Dataset records ->
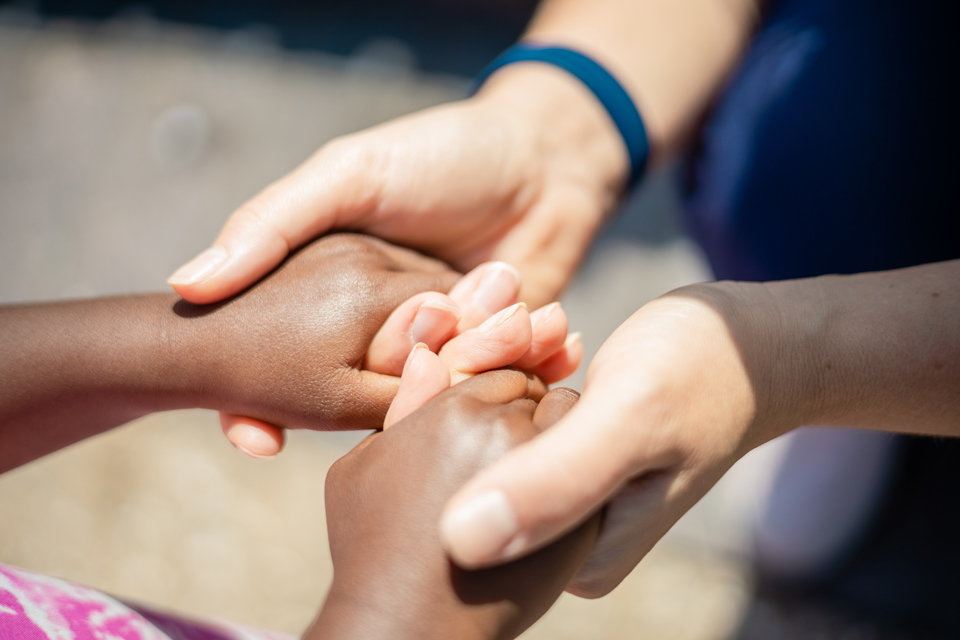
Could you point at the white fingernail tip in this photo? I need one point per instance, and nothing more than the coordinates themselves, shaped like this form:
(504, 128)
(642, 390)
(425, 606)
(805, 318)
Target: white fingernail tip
(481, 530)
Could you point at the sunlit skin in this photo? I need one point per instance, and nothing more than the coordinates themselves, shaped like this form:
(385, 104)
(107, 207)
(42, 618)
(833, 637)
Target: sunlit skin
(526, 171)
(392, 578)
(477, 327)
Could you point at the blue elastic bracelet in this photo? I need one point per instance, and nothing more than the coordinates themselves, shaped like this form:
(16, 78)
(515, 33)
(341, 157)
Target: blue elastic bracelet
(604, 86)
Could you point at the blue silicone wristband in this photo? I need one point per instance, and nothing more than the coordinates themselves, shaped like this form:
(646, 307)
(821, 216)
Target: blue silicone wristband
(604, 86)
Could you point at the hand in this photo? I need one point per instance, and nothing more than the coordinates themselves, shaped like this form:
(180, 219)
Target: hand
(391, 575)
(481, 340)
(289, 351)
(523, 173)
(673, 398)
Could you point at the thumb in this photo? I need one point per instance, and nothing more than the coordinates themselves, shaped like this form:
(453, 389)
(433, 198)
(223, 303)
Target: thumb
(540, 490)
(334, 188)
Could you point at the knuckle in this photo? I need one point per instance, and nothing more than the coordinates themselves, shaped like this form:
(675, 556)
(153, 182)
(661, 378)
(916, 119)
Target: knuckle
(592, 588)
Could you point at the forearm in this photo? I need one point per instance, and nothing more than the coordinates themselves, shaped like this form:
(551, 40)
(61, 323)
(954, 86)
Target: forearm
(876, 350)
(73, 369)
(671, 55)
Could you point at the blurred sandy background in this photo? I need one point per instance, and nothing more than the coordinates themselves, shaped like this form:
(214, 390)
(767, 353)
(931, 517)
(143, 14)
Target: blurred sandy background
(123, 147)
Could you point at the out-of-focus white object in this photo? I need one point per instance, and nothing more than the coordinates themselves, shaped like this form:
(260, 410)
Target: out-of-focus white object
(180, 136)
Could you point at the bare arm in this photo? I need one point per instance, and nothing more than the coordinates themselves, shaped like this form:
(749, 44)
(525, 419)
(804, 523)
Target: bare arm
(287, 351)
(877, 350)
(698, 377)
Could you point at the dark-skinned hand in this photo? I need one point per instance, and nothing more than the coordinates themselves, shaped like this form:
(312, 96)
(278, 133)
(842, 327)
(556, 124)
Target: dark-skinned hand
(392, 578)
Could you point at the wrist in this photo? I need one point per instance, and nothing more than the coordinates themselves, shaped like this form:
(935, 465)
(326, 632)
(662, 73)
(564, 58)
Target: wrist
(782, 348)
(352, 612)
(571, 129)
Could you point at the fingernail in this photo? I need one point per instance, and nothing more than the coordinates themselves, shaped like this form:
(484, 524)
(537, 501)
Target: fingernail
(435, 321)
(498, 287)
(480, 530)
(259, 446)
(413, 353)
(204, 265)
(541, 315)
(499, 318)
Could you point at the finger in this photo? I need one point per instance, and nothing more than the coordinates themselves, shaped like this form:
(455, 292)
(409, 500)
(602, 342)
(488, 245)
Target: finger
(501, 386)
(634, 521)
(485, 291)
(496, 343)
(549, 325)
(424, 377)
(541, 489)
(428, 318)
(563, 363)
(331, 189)
(253, 437)
(554, 406)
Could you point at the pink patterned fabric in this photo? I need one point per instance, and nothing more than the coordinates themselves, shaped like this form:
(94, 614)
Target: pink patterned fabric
(37, 607)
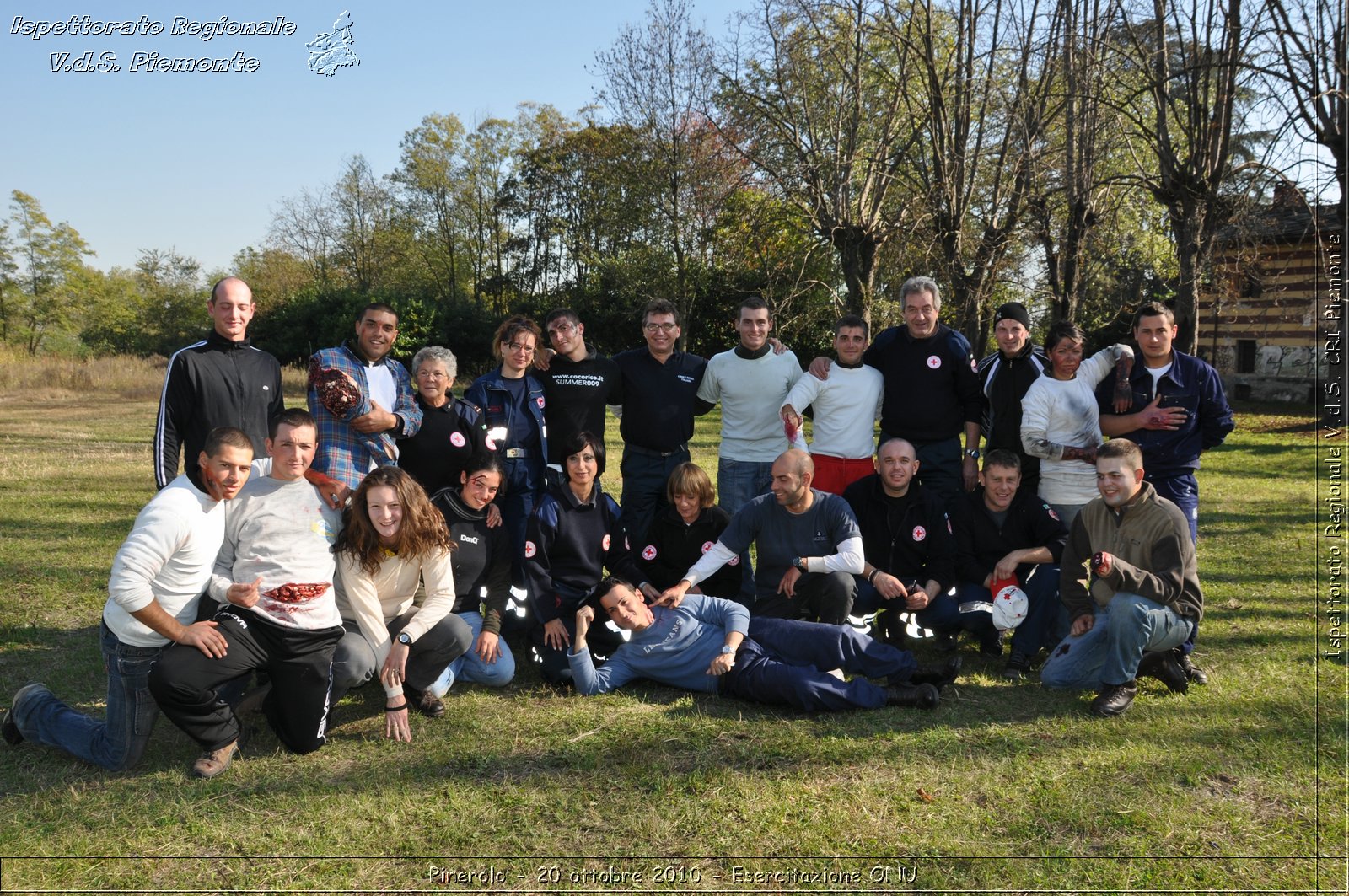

Problem ->
With no pictures included, write out the entries exactly.

Response ->
Could you point at the white fingernail tip in this photo? I need one point per instance, and nothing more than the coordinates themselves, shaped like this form:
(504, 128)
(642, 390)
(425, 606)
(805, 318)
Target: white fingernail tip
(481, 530)
Could you point at the sunlit skin in this photo? I need one point per instance, and nothing more than the coordinates themselves, shaped like this form:
(385, 104)
(107, 207)
(42, 618)
(833, 637)
Target: sunlit skin
(526, 171)
(392, 578)
(477, 327)
Could you point at the blue elastic bracelet in this photo? I need one point per instance, and nothing more than the coordinates themselves, shaped like this form:
(16, 78)
(515, 33)
(341, 157)
Target: blue elastic bracelet
(604, 86)
Could you point at the blue silicone wristband in this photo? I need one point per instance, and nothing more than the coordinates themselves, shaped like this form:
(646, 307)
(821, 216)
Target: blue silicone wristband
(604, 86)
Could you point at the hand in this photo? I need one point per instance, and nothing more than the coordinates themselves, shaped like this form:
(180, 219)
Target: hand
(391, 575)
(481, 340)
(289, 351)
(523, 173)
(673, 398)
Could you point at the thumb in this photo? I need one point per instance, and nothing more than the coordinates themselves, shaped like this form:
(453, 389)
(433, 198)
(223, 303)
Target: thumb
(540, 490)
(334, 188)
Could you point at the knuckle in this photo? I need one point per instance, and nothing more than the coordinates themselves, shaped like this form:
(675, 556)
(153, 182)
(661, 378)
(916, 119)
Target: knuckle
(592, 588)
Could you point at the forearm in this photo? I need one point per instance, and nothing more than the coordinates themselves, shaped like this form:
(551, 40)
(61, 323)
(954, 86)
Target: forearm
(876, 350)
(73, 369)
(671, 55)
Could you point at the blurred sandy background in this photo? I need one point per instance, and nothing more than the coordinates themselves, shaped like this form:
(214, 390)
(767, 353)
(931, 517)
(143, 14)
Target: blurred sandy background
(123, 147)
Could you point at the out-of-focus white object in this photo? I need one point per instance, and nothing more than the coordinates themselves, shaped like this form:
(260, 410)
Target: out-of-focus white object
(180, 136)
Could you point at the bare arm in this photo? I need one point per instance, and nothing more than the coordinates themselves, shaped like this form:
(749, 44)
(525, 419)
(804, 523)
Target: bare arm
(287, 351)
(877, 350)
(698, 377)
Could you point at the dark-skinned hand in this photo? I need one point per instance, and nothing more than the coordinates themselves, shaped like this form:
(312, 96)
(278, 133)
(842, 327)
(556, 124)
Target: dark-skinned hand
(392, 578)
Could you point at the wrist in this photo? I need one point per instance, and nothing more than the coordinates themselves, shaped like this form:
(935, 465)
(326, 632)
(662, 73)
(564, 58)
Target: wrist
(782, 348)
(352, 612)
(571, 129)
Could you point at the fingernail in this photo? I need one point per instance, and nothing more than the coordinates themselves, shaped like this form:
(484, 524)
(537, 501)
Target: fingernail
(435, 321)
(498, 287)
(480, 530)
(259, 446)
(413, 353)
(204, 265)
(541, 315)
(499, 318)
Could you point at the finger in this photo? I need one point per instance, and nothing more than the coordinates themselves, shaped like this form:
(455, 292)
(409, 500)
(602, 342)
(488, 245)
Target: finger
(501, 386)
(634, 521)
(485, 291)
(496, 343)
(549, 325)
(424, 377)
(541, 489)
(428, 318)
(563, 363)
(331, 189)
(253, 437)
(554, 406)
Could you point at the pink patterned fabric in this photo? I need one point per instance, and nothing more than the coordinates themselves, shaped like this form:
(94, 614)
Target: pink patterned fabric
(37, 607)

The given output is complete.